_DIRECTIONS_. Reproduce the listing below line for line, without the pictures.

_PROVIDED DATA_.
━━━━

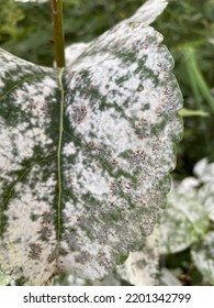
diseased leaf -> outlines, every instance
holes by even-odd
[[[129,253],[128,258],[116,272],[124,280],[135,286],[155,286],[159,284],[159,232],[144,239],[140,251]]]
[[[209,232],[191,250],[192,260],[205,280],[214,285],[214,232]]]
[[[161,41],[121,23],[59,72],[0,51],[0,266],[19,284],[101,278],[153,232],[182,131]]]
[[[160,218],[160,253],[177,253],[199,240],[209,227],[209,217],[194,197],[172,191]]]
[[[134,15],[132,15],[128,19],[122,20],[120,24],[140,23],[142,25],[147,26],[151,24],[159,14],[161,14],[161,12],[165,10],[167,4],[168,4],[168,0],[148,0],[136,11]],[[65,50],[67,65],[74,64],[92,42],[75,43],[67,46]]]

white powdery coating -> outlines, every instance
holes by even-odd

━━━━

_EXERCISE OUTPUT_.
diseased leaf -> outlines, every instance
holes by even-odd
[[[129,253],[128,258],[116,272],[124,280],[135,286],[155,286],[159,284],[159,232],[144,239],[140,251]]]
[[[209,232],[191,250],[192,260],[205,280],[214,285],[214,232]]]
[[[161,41],[121,23],[59,72],[0,51],[0,266],[19,284],[101,278],[153,232],[182,131]]]
[[[160,218],[160,253],[177,253],[199,240],[209,227],[209,217],[194,197],[172,191]]]
[[[134,15],[132,15],[128,19],[122,20],[120,24],[140,23],[142,25],[147,26],[151,24],[159,14],[161,14],[161,12],[165,10],[167,4],[168,4],[168,0],[148,0],[136,11]],[[65,50],[67,65],[74,64],[92,42],[75,43],[67,46]]]

white powdery coating -> outlines, every instance
holes by even-odd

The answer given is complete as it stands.